• EXTRACT TO READ:

☆ ☆ ☆ ☆ ☆

This is a story about the life of a very unique family struggling to live with crippling abilities in modern day suburban middle class America. More specifically, it follows the life of Rose Edelstein, a girl who discovers she can taste the cook’s emotions in the food she eats.
I had a few problems with this book: two problems with Bender’s stylistic narrative choices, and one with her book as a whole. The first problem is that I am left confused and mildly annoyed by the way she phrases her sentences sometimes. On page 87 for instance: “Dad asked if he could accompany her, and she shrugged, in the way that most men at the time used as a doorway or lever”. Okay…what? I can sort of understand what she means by this, but stopping to decipher the meaning of her sentences every once in a while is distracting and does not do much to further the story. And this reading this statement within the context of the book does not do much to enlighten things, either. Then there is the problem of there being no quotes for dialogue. This makes it hard to distinguish the character’s thoughts from the things they say out loud, and interrupts the flow of the narrative again. If this is not a problem for you, or you believe, as I do, that it is worth tolerating, than this is definitely a book you should read.

☆ ☆ ☆ ☆ ☆

• ENTRIES SUPPLIED:
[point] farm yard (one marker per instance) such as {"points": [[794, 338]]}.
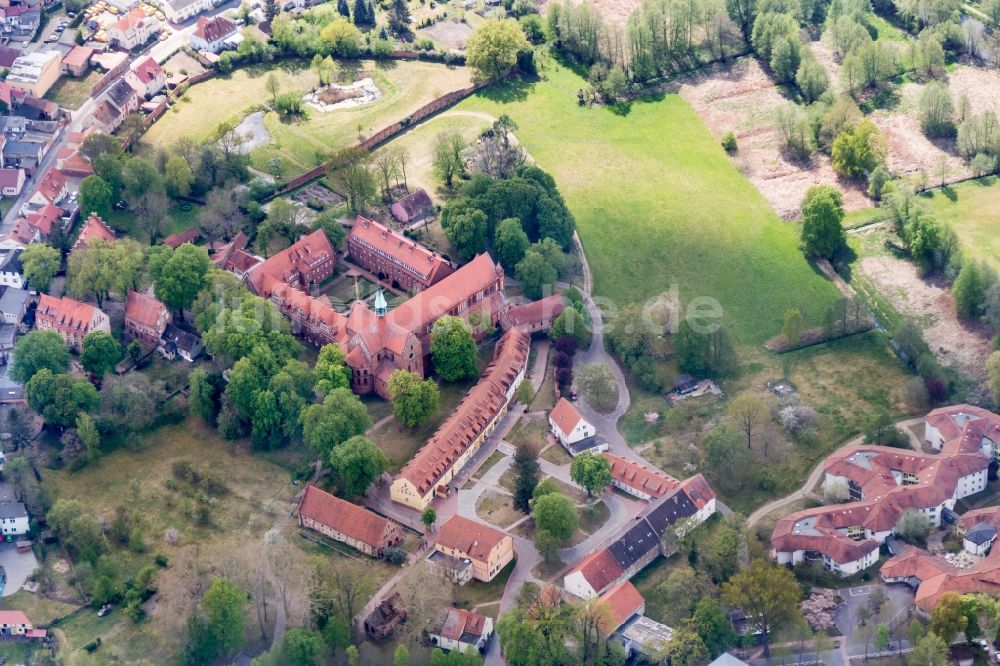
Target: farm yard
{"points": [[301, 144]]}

☆ ☆ ☆ ☆ ☆

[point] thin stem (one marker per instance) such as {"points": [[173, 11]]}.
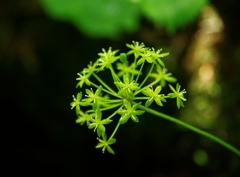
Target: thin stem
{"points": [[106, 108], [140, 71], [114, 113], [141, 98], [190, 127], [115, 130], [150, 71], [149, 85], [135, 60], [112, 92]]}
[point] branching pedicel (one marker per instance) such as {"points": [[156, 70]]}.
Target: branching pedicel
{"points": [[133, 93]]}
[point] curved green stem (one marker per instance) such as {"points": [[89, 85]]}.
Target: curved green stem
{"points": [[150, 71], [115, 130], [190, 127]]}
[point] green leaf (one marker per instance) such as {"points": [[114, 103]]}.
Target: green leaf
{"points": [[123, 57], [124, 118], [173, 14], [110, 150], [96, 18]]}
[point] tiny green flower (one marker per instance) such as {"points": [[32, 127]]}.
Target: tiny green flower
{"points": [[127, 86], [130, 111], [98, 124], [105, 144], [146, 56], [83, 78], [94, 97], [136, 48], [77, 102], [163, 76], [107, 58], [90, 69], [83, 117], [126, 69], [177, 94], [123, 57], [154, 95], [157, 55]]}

☆ ☆ ☆ ☆ ☆

• PROBLEMS AND TASKS:
[1] In the book review, what does Rose Edelstein discover she can taste in the food she eats?
[2] Using the reasons the book review gives, explain why the reviewer objects to the book having no quotation marks for dialogue.
[3] Resume the book review after its last sentence.

• SOLVED PROBLEMS:
[1] She can taste the cook's emotions.

[2] Without quotation marks, it is hard to tell the characters' thoughts from what they say out loud. This also interrupts the flow of the narrative.

[3]
Many things came to mind as I read this book, namely magical realism and suspension of disbelief, both of which Bender uses expertly throughout. However, this brings me to my third and final problem with this book: Bender stretches the suspension of your disbelief to a degree that is bordering on the ridiculous. There will be a moment in the novel that will cause you to pause and think: Really? This really just happened? REALLY?! And everything that came before seems to be leading up to this moment. Indeed, Bender uses this moment as a thesis of sorts, to try to convince you to buy it.
That being said, Bender’s way of weaving the plot like a gifted seamstress will either make or break this book for you. She tends to give us the outcome of an event, then goes back later and dissects crucial moments of it. And this creates the most direct physical weaving of words in a book that I have ever encountered. This book gives you a very creative spin on the mundane. It is a book filled with a haunting sadness. The longing in this book is palpable, a living thing. I approve of where and how the characters are left in at the end of the book. I cannot say that I like how it ends, because it is rather depressing, but also refreshing because it makes you think. This is the kind of story that stays with you, and stories like that are always worth reading.